# Start of SUPPLIED RECORDS
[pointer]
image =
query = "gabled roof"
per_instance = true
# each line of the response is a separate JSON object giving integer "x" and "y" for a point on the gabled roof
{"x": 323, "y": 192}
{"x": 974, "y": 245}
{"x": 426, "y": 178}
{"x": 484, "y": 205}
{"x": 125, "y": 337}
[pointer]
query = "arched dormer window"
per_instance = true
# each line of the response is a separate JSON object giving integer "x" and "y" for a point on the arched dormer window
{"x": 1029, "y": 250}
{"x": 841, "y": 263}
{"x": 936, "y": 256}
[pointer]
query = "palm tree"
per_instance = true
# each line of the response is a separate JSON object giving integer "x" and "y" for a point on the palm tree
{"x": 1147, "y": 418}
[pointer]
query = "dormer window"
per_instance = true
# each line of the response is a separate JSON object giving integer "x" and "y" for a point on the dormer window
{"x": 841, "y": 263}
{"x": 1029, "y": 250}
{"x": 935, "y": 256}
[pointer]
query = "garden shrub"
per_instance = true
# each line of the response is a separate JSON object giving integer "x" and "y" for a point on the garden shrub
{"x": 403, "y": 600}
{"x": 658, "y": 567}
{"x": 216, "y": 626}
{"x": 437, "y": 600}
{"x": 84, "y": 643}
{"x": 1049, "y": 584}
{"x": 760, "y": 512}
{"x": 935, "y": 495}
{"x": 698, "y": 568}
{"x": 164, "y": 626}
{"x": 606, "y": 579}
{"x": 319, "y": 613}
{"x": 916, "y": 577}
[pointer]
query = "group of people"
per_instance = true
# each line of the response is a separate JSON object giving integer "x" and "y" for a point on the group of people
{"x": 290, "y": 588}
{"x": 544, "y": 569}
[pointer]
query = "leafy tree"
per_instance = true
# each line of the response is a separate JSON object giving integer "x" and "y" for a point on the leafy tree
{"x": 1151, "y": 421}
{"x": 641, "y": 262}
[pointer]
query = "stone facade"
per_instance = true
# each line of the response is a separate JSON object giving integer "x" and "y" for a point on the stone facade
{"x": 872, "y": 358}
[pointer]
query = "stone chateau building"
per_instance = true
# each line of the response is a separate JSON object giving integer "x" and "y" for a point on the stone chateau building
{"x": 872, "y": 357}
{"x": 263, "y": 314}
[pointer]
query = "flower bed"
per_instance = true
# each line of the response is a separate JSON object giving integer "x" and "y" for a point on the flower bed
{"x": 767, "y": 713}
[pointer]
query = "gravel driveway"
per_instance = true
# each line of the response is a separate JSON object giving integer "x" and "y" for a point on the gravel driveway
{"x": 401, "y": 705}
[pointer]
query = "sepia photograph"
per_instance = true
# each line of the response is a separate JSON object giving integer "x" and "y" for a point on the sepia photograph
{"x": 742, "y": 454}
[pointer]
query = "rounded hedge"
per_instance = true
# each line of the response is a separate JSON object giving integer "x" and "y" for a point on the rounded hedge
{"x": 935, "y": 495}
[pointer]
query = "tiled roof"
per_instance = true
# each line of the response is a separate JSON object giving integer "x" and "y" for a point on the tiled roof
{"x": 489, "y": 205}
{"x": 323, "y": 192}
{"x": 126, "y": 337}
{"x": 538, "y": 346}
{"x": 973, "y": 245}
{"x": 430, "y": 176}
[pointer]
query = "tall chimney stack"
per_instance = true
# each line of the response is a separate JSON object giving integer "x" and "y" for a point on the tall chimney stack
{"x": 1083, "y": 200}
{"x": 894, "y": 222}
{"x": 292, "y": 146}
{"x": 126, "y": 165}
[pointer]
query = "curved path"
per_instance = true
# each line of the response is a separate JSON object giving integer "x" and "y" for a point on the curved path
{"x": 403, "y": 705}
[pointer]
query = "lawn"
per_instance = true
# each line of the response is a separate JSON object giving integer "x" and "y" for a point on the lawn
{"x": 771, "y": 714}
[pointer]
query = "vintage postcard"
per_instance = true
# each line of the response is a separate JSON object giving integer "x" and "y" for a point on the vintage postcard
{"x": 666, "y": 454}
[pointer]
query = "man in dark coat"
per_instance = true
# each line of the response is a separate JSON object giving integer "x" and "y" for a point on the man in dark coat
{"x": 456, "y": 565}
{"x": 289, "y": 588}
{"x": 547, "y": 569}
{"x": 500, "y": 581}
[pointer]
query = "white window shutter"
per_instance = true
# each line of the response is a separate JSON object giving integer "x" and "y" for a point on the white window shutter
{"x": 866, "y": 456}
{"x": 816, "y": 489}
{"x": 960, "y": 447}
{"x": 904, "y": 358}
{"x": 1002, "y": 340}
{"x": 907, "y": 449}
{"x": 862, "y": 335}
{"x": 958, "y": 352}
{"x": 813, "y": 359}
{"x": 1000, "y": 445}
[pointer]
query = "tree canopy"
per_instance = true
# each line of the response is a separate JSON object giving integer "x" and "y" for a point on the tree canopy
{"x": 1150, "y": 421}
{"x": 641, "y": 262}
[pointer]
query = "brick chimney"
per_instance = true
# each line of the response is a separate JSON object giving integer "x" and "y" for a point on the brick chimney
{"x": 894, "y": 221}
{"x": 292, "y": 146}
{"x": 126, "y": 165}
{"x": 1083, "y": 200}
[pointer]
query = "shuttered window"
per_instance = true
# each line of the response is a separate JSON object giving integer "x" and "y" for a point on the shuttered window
# End of SUPPLIED RECORDS
WHAT TO DO: List each line of the items above that contains the word "shrub", copied in full.

WRITTEN ANSWER:
query = "garden shrub"
# each line of the response is a separate JSON object giving integer "x" and "y" for a point on the garden shrub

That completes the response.